# Required task:
Copy out exactly every line from the line containing "In the photo above, where can the yellow dandelion" until the records below end, inclusive of both boundary lines.

# Material provided:
· · ·

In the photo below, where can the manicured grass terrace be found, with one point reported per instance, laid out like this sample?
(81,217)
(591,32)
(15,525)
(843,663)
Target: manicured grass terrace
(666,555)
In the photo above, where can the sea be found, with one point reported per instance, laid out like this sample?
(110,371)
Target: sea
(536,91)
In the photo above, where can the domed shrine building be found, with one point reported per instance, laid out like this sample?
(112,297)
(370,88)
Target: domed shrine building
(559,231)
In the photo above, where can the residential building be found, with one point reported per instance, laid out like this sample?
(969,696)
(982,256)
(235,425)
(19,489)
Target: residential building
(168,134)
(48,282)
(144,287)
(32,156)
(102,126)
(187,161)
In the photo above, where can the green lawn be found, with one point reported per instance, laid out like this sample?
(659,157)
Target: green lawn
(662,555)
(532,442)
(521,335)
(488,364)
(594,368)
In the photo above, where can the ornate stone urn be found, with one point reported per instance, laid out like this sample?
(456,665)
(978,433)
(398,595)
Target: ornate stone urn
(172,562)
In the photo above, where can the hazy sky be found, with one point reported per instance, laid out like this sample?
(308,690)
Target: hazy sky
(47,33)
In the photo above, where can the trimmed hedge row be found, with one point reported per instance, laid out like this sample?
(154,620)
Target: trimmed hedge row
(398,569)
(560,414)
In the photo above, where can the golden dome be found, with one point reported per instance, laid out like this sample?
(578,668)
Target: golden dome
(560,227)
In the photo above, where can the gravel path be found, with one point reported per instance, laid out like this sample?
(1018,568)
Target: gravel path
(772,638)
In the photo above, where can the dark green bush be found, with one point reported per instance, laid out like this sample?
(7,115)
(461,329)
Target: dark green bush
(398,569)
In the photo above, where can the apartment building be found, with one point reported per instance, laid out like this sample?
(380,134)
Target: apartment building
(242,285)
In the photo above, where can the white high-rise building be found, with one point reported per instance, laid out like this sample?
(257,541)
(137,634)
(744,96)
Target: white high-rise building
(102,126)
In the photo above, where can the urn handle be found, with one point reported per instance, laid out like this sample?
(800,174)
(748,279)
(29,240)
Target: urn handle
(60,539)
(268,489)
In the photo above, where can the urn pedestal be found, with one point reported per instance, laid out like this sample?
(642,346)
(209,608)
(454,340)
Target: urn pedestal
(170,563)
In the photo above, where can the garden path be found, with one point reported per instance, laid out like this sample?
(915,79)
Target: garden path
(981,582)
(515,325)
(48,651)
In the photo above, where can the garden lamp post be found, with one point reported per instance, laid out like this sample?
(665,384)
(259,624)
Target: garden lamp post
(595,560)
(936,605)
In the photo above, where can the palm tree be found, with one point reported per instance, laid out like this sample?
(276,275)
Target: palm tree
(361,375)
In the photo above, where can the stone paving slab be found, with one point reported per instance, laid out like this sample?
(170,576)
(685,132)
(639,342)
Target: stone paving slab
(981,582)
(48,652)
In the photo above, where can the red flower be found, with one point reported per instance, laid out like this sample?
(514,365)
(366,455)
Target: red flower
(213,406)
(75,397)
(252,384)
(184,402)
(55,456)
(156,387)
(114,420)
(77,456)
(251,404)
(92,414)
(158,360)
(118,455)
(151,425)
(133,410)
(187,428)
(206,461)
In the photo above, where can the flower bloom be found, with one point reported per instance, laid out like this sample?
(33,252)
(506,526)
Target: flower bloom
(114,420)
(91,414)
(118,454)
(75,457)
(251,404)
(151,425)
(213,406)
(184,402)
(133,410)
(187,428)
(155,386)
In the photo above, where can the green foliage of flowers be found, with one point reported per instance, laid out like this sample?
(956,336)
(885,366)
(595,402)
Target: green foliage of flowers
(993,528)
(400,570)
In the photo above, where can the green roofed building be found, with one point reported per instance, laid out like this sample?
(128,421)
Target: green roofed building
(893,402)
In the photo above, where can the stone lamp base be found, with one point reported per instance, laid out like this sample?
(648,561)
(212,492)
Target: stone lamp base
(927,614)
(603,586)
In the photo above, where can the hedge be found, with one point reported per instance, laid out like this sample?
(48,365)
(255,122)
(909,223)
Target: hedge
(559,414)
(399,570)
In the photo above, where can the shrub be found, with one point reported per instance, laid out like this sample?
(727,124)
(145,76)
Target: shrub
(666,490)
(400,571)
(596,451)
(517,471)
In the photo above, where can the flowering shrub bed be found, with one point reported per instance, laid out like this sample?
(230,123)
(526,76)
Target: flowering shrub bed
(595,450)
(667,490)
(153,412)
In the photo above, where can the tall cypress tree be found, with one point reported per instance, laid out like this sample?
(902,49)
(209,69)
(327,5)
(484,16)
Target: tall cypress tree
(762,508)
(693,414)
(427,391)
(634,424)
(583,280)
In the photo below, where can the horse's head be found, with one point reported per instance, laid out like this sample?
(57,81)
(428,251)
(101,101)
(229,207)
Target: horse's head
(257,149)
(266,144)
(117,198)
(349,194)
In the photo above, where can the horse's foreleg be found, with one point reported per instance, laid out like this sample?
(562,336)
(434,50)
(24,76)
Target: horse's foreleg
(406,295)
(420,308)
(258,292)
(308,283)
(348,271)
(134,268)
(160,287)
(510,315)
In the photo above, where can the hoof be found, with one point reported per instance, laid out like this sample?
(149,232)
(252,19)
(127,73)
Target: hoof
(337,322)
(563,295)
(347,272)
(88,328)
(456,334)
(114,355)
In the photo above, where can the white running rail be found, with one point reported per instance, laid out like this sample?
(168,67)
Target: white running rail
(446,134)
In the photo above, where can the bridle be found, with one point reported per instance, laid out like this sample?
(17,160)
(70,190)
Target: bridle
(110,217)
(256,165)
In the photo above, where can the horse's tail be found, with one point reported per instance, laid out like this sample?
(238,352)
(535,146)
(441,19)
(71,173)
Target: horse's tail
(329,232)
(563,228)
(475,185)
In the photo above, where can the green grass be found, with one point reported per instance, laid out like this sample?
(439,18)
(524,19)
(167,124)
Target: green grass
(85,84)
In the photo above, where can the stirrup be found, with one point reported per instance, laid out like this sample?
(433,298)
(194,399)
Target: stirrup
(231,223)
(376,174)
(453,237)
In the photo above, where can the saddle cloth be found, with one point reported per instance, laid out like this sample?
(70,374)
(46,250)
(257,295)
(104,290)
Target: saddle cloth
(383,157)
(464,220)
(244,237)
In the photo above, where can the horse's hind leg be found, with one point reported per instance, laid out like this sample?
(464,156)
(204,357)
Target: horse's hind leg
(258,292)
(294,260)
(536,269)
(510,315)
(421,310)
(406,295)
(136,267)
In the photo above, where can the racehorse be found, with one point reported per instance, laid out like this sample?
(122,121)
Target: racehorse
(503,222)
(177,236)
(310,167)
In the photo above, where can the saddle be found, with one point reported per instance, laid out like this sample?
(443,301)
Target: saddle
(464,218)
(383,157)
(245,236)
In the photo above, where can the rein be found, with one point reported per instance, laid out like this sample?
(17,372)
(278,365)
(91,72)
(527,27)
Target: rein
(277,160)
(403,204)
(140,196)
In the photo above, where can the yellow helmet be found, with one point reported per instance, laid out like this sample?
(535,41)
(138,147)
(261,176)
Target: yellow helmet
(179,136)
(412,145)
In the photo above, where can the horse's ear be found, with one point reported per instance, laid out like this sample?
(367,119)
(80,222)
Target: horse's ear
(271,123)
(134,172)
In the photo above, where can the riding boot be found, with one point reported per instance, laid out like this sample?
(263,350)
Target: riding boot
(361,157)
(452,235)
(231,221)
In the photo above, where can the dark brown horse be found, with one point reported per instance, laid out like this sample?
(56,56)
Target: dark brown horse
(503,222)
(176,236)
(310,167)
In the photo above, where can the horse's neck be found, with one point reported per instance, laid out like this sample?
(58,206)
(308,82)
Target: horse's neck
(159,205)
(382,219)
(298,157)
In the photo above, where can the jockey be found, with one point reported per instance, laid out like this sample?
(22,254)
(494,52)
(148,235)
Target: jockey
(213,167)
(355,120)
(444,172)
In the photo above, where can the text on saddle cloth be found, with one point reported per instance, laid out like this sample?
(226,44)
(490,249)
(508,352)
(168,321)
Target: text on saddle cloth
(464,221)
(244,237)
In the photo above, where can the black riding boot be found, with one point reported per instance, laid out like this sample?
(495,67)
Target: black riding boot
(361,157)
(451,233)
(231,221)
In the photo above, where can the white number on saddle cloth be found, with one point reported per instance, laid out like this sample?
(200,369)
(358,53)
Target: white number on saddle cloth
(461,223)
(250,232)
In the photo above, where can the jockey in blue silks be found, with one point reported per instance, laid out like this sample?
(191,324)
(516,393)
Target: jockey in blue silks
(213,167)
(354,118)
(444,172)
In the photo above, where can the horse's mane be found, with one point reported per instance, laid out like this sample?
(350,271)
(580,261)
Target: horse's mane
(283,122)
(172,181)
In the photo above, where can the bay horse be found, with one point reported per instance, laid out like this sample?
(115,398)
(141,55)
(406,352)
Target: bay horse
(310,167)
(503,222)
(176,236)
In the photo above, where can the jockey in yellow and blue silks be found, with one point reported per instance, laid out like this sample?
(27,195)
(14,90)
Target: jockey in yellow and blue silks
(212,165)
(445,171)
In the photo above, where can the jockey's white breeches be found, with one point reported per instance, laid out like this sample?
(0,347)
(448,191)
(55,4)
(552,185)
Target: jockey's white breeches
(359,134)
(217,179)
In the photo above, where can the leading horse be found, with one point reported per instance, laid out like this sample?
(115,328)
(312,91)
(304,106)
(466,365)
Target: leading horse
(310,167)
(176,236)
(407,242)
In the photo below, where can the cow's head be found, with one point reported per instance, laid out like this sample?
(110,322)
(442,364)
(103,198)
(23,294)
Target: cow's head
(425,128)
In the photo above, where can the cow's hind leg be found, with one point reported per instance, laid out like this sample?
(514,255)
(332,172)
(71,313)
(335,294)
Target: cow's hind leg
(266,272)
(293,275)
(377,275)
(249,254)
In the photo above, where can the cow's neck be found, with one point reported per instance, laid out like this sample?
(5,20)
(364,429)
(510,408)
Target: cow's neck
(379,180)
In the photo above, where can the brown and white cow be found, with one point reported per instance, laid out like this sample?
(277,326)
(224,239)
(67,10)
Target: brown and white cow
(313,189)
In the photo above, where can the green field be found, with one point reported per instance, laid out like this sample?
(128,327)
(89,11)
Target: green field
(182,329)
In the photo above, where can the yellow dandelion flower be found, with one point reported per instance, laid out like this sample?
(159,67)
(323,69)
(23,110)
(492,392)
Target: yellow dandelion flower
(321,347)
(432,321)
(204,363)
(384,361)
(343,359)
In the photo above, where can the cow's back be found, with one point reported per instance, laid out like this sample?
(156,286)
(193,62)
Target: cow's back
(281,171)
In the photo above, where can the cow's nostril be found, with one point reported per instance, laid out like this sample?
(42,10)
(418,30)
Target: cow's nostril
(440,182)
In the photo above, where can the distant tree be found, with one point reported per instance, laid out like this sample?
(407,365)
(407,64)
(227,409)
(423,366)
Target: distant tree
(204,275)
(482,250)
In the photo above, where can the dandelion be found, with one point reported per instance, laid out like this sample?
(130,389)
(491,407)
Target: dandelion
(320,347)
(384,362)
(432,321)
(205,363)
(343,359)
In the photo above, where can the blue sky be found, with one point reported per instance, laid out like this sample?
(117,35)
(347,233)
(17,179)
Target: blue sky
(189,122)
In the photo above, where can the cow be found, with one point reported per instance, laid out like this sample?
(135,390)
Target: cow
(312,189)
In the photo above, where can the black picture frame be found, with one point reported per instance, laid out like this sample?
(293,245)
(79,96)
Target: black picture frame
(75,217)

· · ·

# Written solution:
In the photo above, where can the yellow dandelion flower be found, with one point reported per instance, laid out like this sample?
(159,67)
(323,69)
(23,110)
(492,392)
Target: yellow dandelion flower
(321,347)
(432,321)
(204,363)
(384,361)
(343,359)
In the photo above, where can the cow's back be found, with one point reported per instance, laid out like this sample?
(156,286)
(193,62)
Target: cow's back
(281,171)
In the photo above, where can the cow's nostril be found, with one point reported per instance, laid out like this sample?
(42,10)
(418,30)
Target: cow's nostril
(440,182)
In the photo above, where can the distant tree be found, with one point reported per instance, laid out like this sample?
(407,365)
(407,64)
(227,409)
(423,366)
Target: distant tree
(204,275)
(482,250)
In the photo above, where can the dandelion be found, with one point reported per instance, laid out like this sample?
(130,389)
(491,407)
Target: dandelion
(320,347)
(384,362)
(432,321)
(205,363)
(343,359)
In the photo above, where can the blue sky be found, with one point reported per instance, laid out like this sample?
(117,35)
(347,233)
(17,179)
Target: blue sky
(189,122)
In the photo above, where can the cow be found, with one point reported per instance, laid out like this sample?
(135,390)
Target: cow
(312,189)
In the photo above, where can the black picture frame be found, with one point reported per instance, laid out like this sample?
(293,245)
(79,96)
Target: black picture frame
(75,217)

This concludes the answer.